Work instruction:
Lines before the one containing "column 571, row 263" are left out; that line and every line after it, through the end of the records, are to be reproduced exactly.

Data for review:
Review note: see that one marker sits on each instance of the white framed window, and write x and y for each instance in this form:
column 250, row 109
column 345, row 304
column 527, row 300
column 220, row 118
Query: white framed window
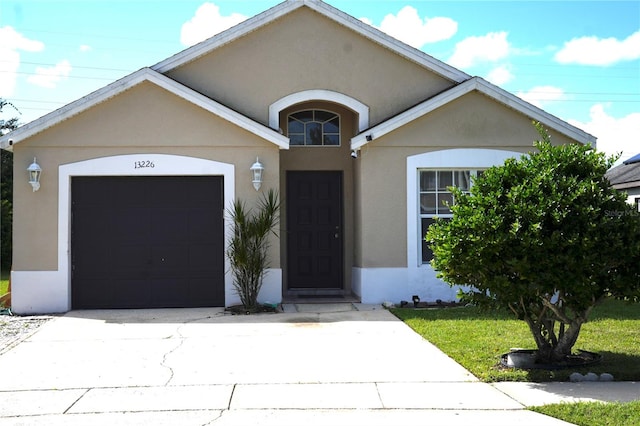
column 314, row 128
column 435, row 198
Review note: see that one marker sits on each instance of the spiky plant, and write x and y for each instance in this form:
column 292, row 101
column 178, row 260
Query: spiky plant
column 249, row 246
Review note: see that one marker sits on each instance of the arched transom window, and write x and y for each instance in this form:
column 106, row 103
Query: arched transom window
column 314, row 128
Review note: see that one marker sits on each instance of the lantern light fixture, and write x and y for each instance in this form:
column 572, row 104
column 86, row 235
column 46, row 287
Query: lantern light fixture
column 35, row 171
column 257, row 170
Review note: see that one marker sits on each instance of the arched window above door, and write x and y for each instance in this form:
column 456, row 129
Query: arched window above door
column 313, row 127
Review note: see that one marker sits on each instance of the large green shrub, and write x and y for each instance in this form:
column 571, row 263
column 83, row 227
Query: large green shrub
column 545, row 236
column 249, row 246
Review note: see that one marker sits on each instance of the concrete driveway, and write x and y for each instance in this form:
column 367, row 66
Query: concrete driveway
column 341, row 364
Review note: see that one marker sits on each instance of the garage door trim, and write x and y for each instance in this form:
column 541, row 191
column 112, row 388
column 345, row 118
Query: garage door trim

Expected answer:
column 571, row 263
column 83, row 227
Query: large green shrub
column 545, row 236
column 249, row 246
Review note: see that one marker sits on each instance of the concrete driveway, and write x and y for each instance in this form:
column 367, row 66
Query: concrete driveway
column 341, row 364
Review note: see that one marker sits on each instance of the garage door trim, and write x and y for each instance in this form:
column 541, row 191
column 112, row 388
column 345, row 118
Query: garage door trim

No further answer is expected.